Brief:
Copy out the records that appear below, exactly as each one reads.

+===+

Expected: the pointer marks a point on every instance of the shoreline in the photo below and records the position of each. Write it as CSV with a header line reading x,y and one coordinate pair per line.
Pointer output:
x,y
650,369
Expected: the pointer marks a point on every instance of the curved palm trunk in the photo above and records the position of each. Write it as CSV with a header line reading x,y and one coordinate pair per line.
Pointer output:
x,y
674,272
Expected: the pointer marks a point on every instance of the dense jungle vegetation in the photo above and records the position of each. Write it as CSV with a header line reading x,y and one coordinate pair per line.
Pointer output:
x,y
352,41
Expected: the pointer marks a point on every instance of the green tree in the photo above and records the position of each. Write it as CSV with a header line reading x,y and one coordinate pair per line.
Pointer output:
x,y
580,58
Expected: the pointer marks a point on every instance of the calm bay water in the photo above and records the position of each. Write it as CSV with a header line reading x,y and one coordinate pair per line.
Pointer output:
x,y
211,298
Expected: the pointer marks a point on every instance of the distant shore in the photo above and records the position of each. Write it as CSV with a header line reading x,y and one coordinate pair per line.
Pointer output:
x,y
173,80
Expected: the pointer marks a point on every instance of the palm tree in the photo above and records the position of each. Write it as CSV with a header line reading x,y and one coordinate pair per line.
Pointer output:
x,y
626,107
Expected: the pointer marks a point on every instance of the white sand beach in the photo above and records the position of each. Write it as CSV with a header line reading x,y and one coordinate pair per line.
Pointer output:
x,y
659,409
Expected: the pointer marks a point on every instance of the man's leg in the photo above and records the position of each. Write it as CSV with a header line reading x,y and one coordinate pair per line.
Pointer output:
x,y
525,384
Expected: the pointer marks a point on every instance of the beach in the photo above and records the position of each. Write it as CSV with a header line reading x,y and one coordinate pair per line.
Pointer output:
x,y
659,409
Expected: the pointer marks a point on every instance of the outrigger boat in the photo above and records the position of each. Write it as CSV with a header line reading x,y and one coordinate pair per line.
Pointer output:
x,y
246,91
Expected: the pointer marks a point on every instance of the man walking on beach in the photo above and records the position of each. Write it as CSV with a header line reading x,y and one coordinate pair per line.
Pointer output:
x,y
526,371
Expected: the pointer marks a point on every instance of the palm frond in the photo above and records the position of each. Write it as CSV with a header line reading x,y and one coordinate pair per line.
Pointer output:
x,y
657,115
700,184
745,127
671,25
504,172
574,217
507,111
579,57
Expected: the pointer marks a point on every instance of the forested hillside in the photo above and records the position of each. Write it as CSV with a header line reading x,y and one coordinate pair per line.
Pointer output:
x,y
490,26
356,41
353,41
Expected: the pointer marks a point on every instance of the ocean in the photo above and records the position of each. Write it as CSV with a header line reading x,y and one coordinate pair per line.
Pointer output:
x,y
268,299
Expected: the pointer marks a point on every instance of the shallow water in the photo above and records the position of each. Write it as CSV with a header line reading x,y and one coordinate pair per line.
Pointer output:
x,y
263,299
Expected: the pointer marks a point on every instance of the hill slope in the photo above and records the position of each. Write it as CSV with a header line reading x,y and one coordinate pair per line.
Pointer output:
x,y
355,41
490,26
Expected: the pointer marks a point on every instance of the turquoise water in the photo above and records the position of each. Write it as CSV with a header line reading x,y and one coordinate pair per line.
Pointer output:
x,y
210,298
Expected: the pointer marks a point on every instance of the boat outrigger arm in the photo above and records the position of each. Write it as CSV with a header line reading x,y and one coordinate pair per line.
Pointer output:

+===+

Exercise result:
Expected: the pointer marks a point on every instance of the shoreline in the photo below and records the position of each. Write it as CSV with a header line reading x,y and one coordinate pair per line.
Pointer output:
x,y
650,369
Expected: the pointer marks a point on every instance of the curved palm trunk in the photo above and records the position of each. Write it as CSV with a header line reading x,y and one coordinate pair per line.
Pointer output:
x,y
674,272
Expected: the pointer marks a point on every instance of the dense jungle vegetation in the photo above and records the position of each. Write it as CSV with a header line reading x,y and one coordinate pair per line.
Pointer output:
x,y
352,41
Expected: the pointer marks a point on every instance of the green tree in the photo above and records the position of each. Write it as CSV with a header line reading x,y and one coordinate pair per line.
Pointer output:
x,y
580,58
Expected: the pointer marks a point on every instance of the calm bay water in the photo above and records the position of each. Write it as CSV with a header line reading x,y and one coordinate pair per line.
Pointer output:
x,y
211,298
Expected: the pointer marks a point on every instance of the distant shore in the photo above and records the position of each. Write it as CSV with a header line reading x,y and one coordinate pair per line.
Pointer output:
x,y
173,80
Expected: the pointer marks a point on every instance of the palm tree in the photo above and records the position of each. Write it as CSV with a header line reading x,y and one coordinate pair per line.
Pointer output:
x,y
626,107
Expected: the pointer marks a point on every instance of the white sand beach in the photo above and records the position of each. Write it as CSV with a header line reading x,y and one coordinate pair per line.
Pointer output:
x,y
659,409
Expected: the pointer marks a point on every instance of the man's leg in the photo above and records the position of each. Write it as CSV with a header line reading x,y and one coordinate pair per line.
Pointer output:
x,y
525,384
Expected: the pointer marks a point on every instance of the beach in the photo above and records the position of each. Write it as CSV with a header line reading x,y and one coordinate pair per line.
Pointer output:
x,y
659,409
Expected: the pointer marks a point on every instance of the outrigger boat in the photo above and records the position of each. Write it as CSV with a header line reading x,y and one coordinate pair per line.
Pointer output:
x,y
246,91
Expected: the pointer marks a point on every instance of the man walking on beach in the photo above and records the position of each. Write it as CSV with a header line reading x,y and one coordinate pair per line.
Pointer output:
x,y
526,371
Expected: the pointer marks a point on every instance of the palm frond in the photo above and records the position of each. Write it as CSV with a header line reading x,y and one coordinate pair per line.
Pointer output:
x,y
657,115
700,184
745,127
671,25
504,172
574,217
507,111
579,57
Expected: the pointer marks a point on every instance of the forested hillside in the photo above and records the position of each. Write it as CSV with a header line reading x,y and one coordinate pair per line.
Pointer output:
x,y
490,26
356,41
353,41
Expected: the pointer marks a point on every instance of the ocean in the photo above and records the position of each. Write it as CSV with a header line reading x,y and one coordinate pair per line.
Pointer output:
x,y
268,299
Expected: the pointer marks a point on every instance of the shallow water in the photo above and records the position of each. Write it as CSV with a header line reading x,y and one coordinate pair per line.
Pointer output:
x,y
263,299
Expected: the pointer marks a point on every instance of the hill slope in the photo above and records the position of each. Write it as CSV with a header line reading x,y and one coordinate pair per line.
Pointer output:
x,y
355,41
490,26
Expected: the pointer marks a point on every instance of the turquoise water in the photo above and records the position of each. Write it as CSV with a header line reading x,y and one coordinate pair per line.
Pointer output:
x,y
210,298
Expected: the pointer marks a point on every instance of the boat outrigger arm in the photo above and records the position of each. Write it as CSV with a header line reading x,y and one coordinate pair per line.
Pointer output:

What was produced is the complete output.